----- PROVIDED RECORDS -----

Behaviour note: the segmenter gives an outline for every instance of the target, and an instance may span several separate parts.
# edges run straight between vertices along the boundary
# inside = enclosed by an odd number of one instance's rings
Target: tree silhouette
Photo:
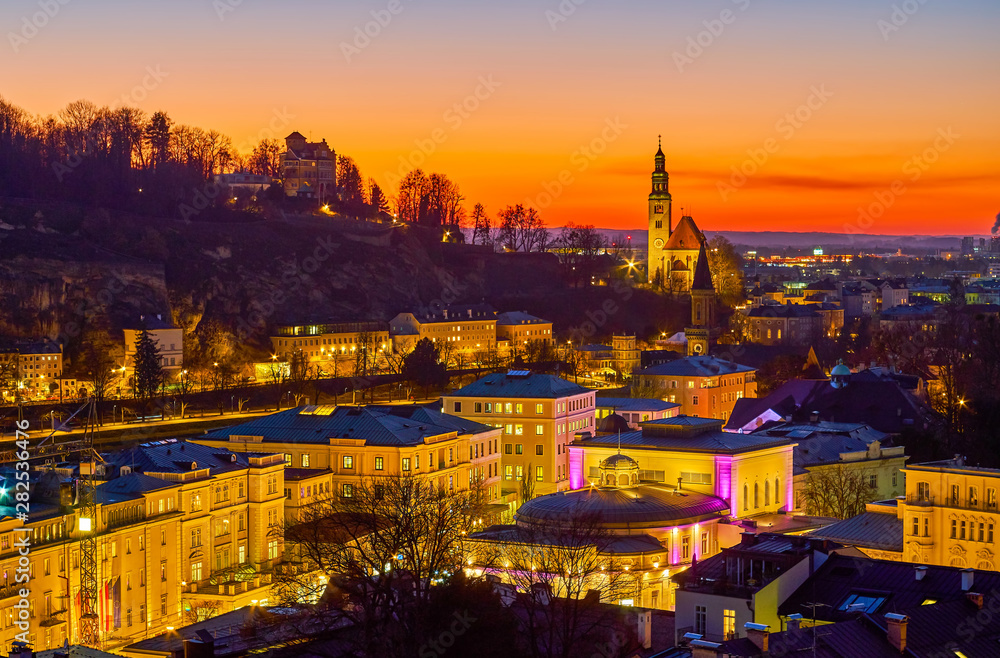
[[[132,356],[135,384],[132,388],[144,413],[149,410],[150,402],[163,385],[161,363],[160,350],[149,337],[149,332],[143,329],[135,339],[135,354]]]
[[[428,338],[422,338],[413,351],[403,359],[403,378],[420,387],[426,395],[428,389],[441,389],[448,383],[448,369],[438,360],[437,347]]]

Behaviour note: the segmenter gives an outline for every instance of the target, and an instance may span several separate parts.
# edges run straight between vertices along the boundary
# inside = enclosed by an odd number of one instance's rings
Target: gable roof
[[[310,405],[223,427],[202,438],[260,436],[263,443],[329,444],[331,438],[358,439],[364,445],[412,446],[452,432],[480,433],[492,428],[427,407],[334,407]]]
[[[708,354],[687,356],[667,363],[643,368],[637,375],[667,377],[718,377],[737,372],[753,372],[756,368],[742,366],[734,361],[724,361]]]
[[[793,420],[808,419],[816,411],[822,420],[865,423],[889,434],[926,427],[933,419],[933,412],[893,379],[852,374],[843,388],[828,381],[792,379],[763,398],[741,398],[726,429],[739,431],[769,410]]]
[[[607,348],[605,348],[607,349]],[[527,374],[523,374],[527,373]],[[445,397],[564,398],[592,392],[579,384],[530,371],[493,373],[467,384]]]
[[[917,567],[923,576],[917,580]],[[859,559],[835,554],[806,579],[784,603],[778,606],[780,616],[793,613],[805,614],[816,606],[819,621],[850,619],[855,613],[844,603],[852,593],[865,593],[884,601],[867,610],[870,614],[900,613],[919,607],[928,599],[937,602],[962,600],[962,571],[959,567],[917,565],[888,560]],[[1000,587],[1000,573],[973,570],[973,591],[990,592]],[[810,615],[813,613],[810,612]]]
[[[697,249],[705,241],[705,236],[698,230],[698,225],[690,215],[681,217],[677,227],[670,234],[670,239],[664,249]]]
[[[845,546],[861,546],[880,551],[903,550],[903,519],[895,512],[862,512],[857,516],[809,533]]]

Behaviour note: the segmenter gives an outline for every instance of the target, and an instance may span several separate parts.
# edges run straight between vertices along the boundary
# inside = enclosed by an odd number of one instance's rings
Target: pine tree
[[[132,388],[136,399],[142,403],[143,411],[148,410],[150,400],[156,396],[163,384],[163,366],[160,363],[160,350],[149,337],[149,332],[143,329],[135,339],[135,355],[132,357],[135,368],[135,382]]]

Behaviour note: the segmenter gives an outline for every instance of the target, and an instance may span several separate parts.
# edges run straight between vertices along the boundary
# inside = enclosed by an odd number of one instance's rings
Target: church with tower
[[[653,158],[653,189],[649,193],[649,228],[647,235],[647,272],[649,283],[662,282],[675,292],[692,290],[705,236],[690,215],[683,215],[673,225],[670,175],[662,143]]]

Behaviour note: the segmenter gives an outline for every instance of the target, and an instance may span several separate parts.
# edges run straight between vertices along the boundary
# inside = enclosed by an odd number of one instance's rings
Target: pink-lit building
[[[628,598],[609,602],[670,610],[671,576],[739,542],[736,519],[791,509],[795,444],[786,437],[723,432],[712,418],[664,418],[634,431],[616,414],[604,421],[619,431],[578,432],[568,446],[571,491],[533,498],[514,524],[473,538],[530,549],[539,533],[572,534],[583,515],[606,533],[609,564],[636,577]]]

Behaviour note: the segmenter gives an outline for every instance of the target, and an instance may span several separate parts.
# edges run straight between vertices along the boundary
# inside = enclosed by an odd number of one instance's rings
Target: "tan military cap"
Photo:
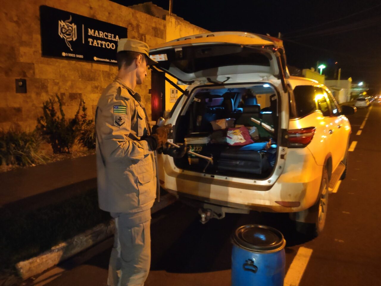
[[[118,41],[118,49],[117,51],[119,52],[121,51],[131,51],[144,54],[147,56],[147,64],[148,66],[157,63],[157,61],[154,61],[149,57],[149,55],[148,54],[149,47],[148,45],[144,42],[126,38],[119,39]]]

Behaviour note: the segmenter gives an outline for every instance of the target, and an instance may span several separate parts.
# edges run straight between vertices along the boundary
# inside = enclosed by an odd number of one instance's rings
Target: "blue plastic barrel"
[[[283,286],[286,241],[280,231],[259,225],[237,228],[232,238],[232,286]]]

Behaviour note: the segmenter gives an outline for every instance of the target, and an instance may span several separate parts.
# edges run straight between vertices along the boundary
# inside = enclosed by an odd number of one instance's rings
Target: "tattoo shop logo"
[[[61,39],[64,39],[65,42],[67,47],[72,51],[71,45],[69,42],[70,41],[75,41],[77,40],[77,25],[74,23],[69,23],[72,21],[71,15],[69,20],[62,21],[60,20],[58,21],[58,35]]]

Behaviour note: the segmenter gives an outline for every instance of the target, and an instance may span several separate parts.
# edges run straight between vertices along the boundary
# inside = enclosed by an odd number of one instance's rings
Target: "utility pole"
[[[169,15],[172,16],[172,7],[173,4],[173,0],[169,0]]]

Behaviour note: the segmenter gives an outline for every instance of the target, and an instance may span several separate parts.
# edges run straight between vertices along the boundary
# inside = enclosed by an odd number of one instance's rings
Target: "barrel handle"
[[[258,271],[258,267],[254,265],[254,260],[251,259],[247,260],[242,267],[245,271],[250,271],[253,273],[256,273]]]

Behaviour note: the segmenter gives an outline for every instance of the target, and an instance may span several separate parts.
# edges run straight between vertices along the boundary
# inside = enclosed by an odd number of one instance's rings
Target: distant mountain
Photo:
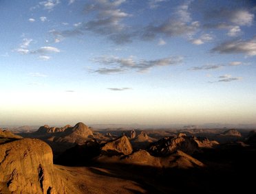
[[[231,129],[228,130],[226,130],[221,134],[222,136],[237,136],[240,137],[242,136],[242,134],[239,132],[235,129]]]

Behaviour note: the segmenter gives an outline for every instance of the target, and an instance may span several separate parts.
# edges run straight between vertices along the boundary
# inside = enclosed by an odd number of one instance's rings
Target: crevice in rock
[[[7,187],[9,187],[10,184],[12,184],[12,180],[14,179],[14,175],[17,173],[17,170],[16,169],[14,169],[12,172],[12,174],[10,175],[10,178],[8,180],[8,181],[6,182],[6,185],[7,185]]]
[[[51,194],[52,193],[52,186],[49,186],[48,187],[48,189],[47,190],[47,194]]]
[[[1,161],[0,165],[4,162],[4,160],[6,160],[7,156],[8,156],[9,153],[10,153],[10,149],[7,149],[6,151],[6,155],[3,156],[3,159]]]
[[[39,165],[39,167],[38,169],[38,171],[39,171],[39,182],[40,182],[40,187],[41,187],[41,189],[42,189],[42,191],[43,191],[43,179],[44,179],[44,174],[43,174],[43,169],[41,164]],[[48,190],[49,190],[49,189],[48,189]]]

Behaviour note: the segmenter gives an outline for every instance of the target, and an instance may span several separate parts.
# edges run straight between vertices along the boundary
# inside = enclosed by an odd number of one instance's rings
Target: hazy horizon
[[[253,1],[0,2],[0,125],[255,124]]]

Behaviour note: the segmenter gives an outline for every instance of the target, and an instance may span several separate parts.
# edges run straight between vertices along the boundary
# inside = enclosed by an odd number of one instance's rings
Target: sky
[[[1,0],[0,126],[256,123],[256,2]]]

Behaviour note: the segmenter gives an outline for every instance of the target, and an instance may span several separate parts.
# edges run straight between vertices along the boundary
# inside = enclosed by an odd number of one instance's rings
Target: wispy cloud
[[[212,50],[220,53],[242,53],[246,56],[256,56],[256,36],[251,40],[235,40],[225,42]]]
[[[155,9],[159,6],[160,3],[167,1],[167,0],[149,0],[149,8]]]
[[[42,60],[48,60],[51,58],[50,56],[39,56],[39,59]]]
[[[149,3],[156,5],[161,1],[164,1],[155,0]],[[65,37],[83,35],[89,31],[122,45],[136,39],[151,40],[160,36],[184,36],[190,40],[200,27],[199,21],[191,18],[189,12],[191,1],[173,8],[171,16],[162,22],[147,23],[145,26],[125,23],[125,19],[133,16],[121,8],[125,2],[125,0],[96,0],[94,3],[87,4],[84,9],[86,14],[92,16],[91,20],[75,25],[67,31],[54,30],[50,33],[55,38],[63,40]],[[162,41],[162,44],[163,43]]]
[[[78,28],[63,31],[57,31],[56,29],[52,29],[49,31],[49,33],[53,35],[55,43],[59,43],[67,37],[81,36],[83,34],[83,32]]]
[[[240,61],[233,61],[228,63],[229,66],[238,66],[243,64],[243,62]]]
[[[31,77],[47,77],[47,75],[45,74],[43,74],[43,73],[29,73],[29,75],[31,76]]]
[[[231,75],[225,74],[218,77],[218,80],[214,82],[209,82],[211,84],[217,83],[217,82],[231,82],[233,81],[242,80],[243,77],[233,77]]]
[[[61,51],[54,47],[41,47],[36,50],[30,50],[29,49],[29,46],[30,43],[33,42],[32,39],[30,38],[23,38],[22,43],[19,45],[19,48],[14,49],[14,51],[17,51],[21,54],[39,54],[39,59],[43,60],[47,60],[50,58],[50,56],[46,56],[45,54],[51,53],[59,53]]]
[[[74,1],[76,1],[76,0],[70,0],[70,1],[68,2],[68,4],[69,5],[72,4],[74,3]]]
[[[242,80],[242,77],[232,77],[231,75],[224,75],[219,77],[220,80],[217,81],[218,82],[230,82],[232,81],[236,81],[236,80]]]
[[[224,66],[223,64],[206,64],[200,66],[193,66],[189,70],[198,71],[198,70],[213,70],[217,69]]]
[[[109,0],[96,1],[96,3],[87,5],[85,9],[86,13],[93,12],[96,17],[90,21],[84,23],[83,28],[97,34],[111,35],[120,32],[125,28],[121,21],[131,15],[122,12],[118,7],[125,2],[125,0],[111,1]]]
[[[167,43],[162,38],[159,39],[158,43],[158,45],[159,46],[162,46],[162,45],[164,45],[166,44],[167,44]]]
[[[31,53],[45,54],[49,53],[59,53],[61,51],[54,47],[41,47],[40,49],[30,51]]]
[[[151,40],[160,34],[169,37],[190,37],[193,35],[199,29],[200,23],[192,20],[189,11],[190,3],[191,1],[187,1],[179,5],[173,14],[163,23],[151,24],[145,27],[141,38],[144,40]]]
[[[99,68],[97,70],[95,70],[94,72],[98,73],[100,74],[113,74],[113,73],[122,73],[125,71],[125,69],[123,69],[122,68]]]
[[[209,34],[204,34],[198,38],[191,39],[191,42],[193,45],[200,45],[207,42],[211,42],[213,39],[213,36]]]
[[[100,56],[93,59],[94,62],[114,66],[114,69],[100,68],[94,71],[101,74],[120,73],[133,69],[137,72],[144,73],[156,66],[178,64],[182,60],[183,58],[180,56],[170,56],[153,60],[136,60],[132,56],[127,58],[122,58],[116,56]]]
[[[40,20],[42,21],[42,22],[44,22],[47,20],[47,17],[45,16],[41,16],[40,17]]]
[[[42,5],[45,10],[52,10],[60,3],[60,0],[47,0],[39,2],[39,5]]]
[[[19,45],[19,47],[16,49],[14,51],[23,55],[28,54],[30,53],[30,50],[28,49],[28,47],[32,41],[33,40],[30,38],[23,38],[22,40],[22,43]]]
[[[131,88],[109,88],[107,89],[112,91],[123,91],[127,90],[131,90]]]
[[[66,93],[74,93],[75,91],[69,90],[66,90],[65,92]]]
[[[235,37],[242,34],[242,26],[253,25],[254,17],[254,14],[244,8],[232,10],[219,8],[205,13],[204,18],[210,23],[204,25],[204,27],[226,29],[228,30],[226,35]]]
[[[33,23],[33,22],[34,22],[36,20],[34,19],[28,19],[28,21],[29,22],[31,22],[31,23]]]

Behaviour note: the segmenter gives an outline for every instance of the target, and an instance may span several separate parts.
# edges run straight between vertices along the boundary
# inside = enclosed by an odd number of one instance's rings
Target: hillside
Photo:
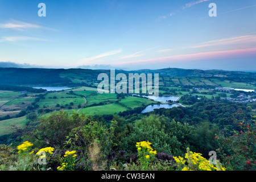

-----

GIVEN EXERCISE ::
Locate every line in the material containing the string "barrel" and copy each one. Case counts.

SOLVED PROBLEM ::
Target: "blue plastic barrel"
Target: "barrel handle"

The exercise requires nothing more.